(DATOS REGISTRADOS)

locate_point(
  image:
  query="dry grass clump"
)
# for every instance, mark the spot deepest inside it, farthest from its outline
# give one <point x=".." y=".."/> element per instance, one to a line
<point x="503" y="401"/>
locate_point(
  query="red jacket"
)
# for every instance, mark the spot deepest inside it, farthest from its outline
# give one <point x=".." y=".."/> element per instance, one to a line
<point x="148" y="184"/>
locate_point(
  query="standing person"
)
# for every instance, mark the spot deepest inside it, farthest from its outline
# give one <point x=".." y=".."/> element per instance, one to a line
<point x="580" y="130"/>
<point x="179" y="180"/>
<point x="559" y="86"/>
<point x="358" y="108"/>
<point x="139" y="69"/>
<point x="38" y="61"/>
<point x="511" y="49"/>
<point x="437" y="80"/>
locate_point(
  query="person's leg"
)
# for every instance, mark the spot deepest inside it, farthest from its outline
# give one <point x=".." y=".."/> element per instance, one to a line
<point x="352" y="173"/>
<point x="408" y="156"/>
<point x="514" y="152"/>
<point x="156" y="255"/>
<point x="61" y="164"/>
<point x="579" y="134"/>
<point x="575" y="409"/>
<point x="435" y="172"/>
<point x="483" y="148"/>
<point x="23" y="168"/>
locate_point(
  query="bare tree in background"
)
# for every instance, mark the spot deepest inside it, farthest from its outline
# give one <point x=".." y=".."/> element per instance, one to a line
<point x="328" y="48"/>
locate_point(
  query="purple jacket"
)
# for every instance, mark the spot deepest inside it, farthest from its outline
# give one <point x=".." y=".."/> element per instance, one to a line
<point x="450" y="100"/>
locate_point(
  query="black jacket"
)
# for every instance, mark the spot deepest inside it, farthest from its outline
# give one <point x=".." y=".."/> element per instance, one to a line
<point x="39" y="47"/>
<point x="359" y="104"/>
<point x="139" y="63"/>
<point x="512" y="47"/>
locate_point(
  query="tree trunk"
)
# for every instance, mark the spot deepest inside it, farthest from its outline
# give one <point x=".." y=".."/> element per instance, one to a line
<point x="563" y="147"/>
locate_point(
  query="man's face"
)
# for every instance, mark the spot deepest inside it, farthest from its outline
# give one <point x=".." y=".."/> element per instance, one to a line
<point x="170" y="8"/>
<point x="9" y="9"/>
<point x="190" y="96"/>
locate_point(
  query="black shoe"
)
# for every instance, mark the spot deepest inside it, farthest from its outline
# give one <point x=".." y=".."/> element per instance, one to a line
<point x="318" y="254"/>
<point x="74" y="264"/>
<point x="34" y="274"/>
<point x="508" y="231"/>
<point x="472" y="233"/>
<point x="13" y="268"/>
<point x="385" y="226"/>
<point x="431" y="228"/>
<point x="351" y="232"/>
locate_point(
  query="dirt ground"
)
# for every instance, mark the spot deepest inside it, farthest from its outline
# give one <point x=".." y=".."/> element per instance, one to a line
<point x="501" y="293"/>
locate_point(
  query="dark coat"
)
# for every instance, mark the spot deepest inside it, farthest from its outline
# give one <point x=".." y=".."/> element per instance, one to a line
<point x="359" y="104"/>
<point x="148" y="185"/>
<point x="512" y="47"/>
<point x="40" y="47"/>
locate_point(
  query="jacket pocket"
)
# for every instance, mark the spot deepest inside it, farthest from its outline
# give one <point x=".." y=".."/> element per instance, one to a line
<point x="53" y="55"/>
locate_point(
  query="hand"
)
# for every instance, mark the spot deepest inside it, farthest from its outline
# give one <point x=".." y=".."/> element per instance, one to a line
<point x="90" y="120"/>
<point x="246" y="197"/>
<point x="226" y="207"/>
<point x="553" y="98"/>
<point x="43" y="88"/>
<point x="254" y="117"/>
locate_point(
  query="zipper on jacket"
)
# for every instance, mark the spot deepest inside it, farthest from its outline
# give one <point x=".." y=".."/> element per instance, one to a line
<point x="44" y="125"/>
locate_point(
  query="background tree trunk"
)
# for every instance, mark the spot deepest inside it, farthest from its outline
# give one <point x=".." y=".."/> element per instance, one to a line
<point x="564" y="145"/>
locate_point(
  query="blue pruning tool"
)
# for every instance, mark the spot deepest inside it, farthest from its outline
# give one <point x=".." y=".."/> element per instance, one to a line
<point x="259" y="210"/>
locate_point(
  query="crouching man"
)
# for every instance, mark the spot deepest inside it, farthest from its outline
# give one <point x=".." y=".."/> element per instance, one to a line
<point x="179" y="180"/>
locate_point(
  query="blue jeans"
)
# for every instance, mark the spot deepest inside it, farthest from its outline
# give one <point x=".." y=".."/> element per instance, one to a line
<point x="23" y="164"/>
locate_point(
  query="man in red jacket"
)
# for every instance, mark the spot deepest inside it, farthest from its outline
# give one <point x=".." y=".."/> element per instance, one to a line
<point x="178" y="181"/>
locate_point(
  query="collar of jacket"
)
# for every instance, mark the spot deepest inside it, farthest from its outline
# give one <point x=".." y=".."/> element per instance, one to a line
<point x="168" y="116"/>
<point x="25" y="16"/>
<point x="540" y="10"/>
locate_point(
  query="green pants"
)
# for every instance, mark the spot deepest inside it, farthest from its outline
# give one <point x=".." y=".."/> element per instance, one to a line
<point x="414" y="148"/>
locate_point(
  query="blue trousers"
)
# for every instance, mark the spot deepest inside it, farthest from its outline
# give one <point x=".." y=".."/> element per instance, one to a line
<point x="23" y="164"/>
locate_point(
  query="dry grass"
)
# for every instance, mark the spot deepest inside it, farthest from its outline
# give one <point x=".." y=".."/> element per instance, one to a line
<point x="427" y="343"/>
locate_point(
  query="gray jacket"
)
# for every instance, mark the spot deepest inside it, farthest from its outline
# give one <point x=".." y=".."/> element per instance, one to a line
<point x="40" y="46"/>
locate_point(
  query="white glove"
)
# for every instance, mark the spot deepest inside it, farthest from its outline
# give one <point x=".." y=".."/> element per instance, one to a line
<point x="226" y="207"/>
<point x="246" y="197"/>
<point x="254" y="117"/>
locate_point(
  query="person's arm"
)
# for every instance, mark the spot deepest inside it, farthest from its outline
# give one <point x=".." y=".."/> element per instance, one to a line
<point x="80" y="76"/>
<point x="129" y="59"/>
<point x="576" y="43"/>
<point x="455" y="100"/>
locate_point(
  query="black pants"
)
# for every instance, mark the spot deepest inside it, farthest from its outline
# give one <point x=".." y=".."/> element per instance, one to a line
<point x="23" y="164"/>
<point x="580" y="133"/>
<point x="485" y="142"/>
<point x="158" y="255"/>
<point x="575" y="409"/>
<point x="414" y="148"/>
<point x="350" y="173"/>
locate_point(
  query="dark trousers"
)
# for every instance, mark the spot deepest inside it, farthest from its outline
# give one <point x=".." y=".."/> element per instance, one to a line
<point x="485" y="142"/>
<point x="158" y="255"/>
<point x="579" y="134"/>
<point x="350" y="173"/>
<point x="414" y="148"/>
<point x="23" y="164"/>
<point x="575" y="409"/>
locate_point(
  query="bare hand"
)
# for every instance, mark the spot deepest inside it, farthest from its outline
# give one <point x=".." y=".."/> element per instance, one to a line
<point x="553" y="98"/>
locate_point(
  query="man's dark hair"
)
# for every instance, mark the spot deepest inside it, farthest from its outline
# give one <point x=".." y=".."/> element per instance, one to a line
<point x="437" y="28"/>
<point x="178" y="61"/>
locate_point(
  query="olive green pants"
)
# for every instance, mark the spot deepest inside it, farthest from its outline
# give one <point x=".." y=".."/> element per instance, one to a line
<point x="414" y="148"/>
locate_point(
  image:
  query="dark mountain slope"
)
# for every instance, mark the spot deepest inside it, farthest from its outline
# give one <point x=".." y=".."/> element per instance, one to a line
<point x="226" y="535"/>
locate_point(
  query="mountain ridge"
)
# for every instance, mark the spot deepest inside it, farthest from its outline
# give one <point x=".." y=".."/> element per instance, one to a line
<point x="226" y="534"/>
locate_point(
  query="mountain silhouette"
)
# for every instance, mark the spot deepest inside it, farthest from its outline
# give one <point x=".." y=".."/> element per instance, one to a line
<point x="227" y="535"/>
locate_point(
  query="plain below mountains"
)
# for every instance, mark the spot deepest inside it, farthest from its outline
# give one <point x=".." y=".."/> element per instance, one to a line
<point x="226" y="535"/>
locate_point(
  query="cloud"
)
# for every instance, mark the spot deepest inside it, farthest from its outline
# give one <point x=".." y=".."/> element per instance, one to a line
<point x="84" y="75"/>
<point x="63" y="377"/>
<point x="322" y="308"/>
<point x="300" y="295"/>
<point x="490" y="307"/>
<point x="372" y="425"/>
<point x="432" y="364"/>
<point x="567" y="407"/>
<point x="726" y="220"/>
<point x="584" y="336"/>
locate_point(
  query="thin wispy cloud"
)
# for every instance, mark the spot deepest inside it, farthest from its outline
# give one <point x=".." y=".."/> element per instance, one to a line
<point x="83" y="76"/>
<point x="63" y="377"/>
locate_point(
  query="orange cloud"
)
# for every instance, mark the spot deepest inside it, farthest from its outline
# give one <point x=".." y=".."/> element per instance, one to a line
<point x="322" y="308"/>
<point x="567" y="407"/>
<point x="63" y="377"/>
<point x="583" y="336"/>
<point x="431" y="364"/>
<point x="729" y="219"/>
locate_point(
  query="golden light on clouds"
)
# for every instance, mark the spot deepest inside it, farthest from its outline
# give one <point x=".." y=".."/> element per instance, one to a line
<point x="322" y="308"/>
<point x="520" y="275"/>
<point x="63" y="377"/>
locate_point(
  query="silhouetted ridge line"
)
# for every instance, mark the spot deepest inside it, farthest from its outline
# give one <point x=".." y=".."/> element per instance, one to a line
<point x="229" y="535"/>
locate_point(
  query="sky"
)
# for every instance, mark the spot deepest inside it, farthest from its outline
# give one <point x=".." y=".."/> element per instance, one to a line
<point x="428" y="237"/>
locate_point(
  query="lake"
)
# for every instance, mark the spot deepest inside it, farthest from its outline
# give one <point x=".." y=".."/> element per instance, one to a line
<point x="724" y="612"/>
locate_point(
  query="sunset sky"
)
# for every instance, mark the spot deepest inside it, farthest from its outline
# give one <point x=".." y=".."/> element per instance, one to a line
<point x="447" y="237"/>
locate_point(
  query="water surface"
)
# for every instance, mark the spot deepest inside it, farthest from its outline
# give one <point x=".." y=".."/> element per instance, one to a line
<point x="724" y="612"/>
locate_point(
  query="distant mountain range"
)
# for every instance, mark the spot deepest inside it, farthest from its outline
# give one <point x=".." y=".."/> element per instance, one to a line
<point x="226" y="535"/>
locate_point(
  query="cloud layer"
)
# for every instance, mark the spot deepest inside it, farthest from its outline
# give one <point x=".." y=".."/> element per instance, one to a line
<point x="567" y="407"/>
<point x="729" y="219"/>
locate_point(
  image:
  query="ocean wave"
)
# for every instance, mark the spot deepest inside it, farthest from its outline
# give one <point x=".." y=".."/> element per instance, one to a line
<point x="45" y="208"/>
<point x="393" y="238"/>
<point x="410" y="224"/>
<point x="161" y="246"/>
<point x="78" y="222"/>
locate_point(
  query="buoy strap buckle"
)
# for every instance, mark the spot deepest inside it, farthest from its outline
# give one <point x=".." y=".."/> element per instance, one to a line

(SOLICITUD DADA) Extrae de los datos de arriba todas las líneas que contengan la palabra "person".

(EJERCICIO RESUELTO)
  query="standing person"
  query="person's leg"
  query="person's arm"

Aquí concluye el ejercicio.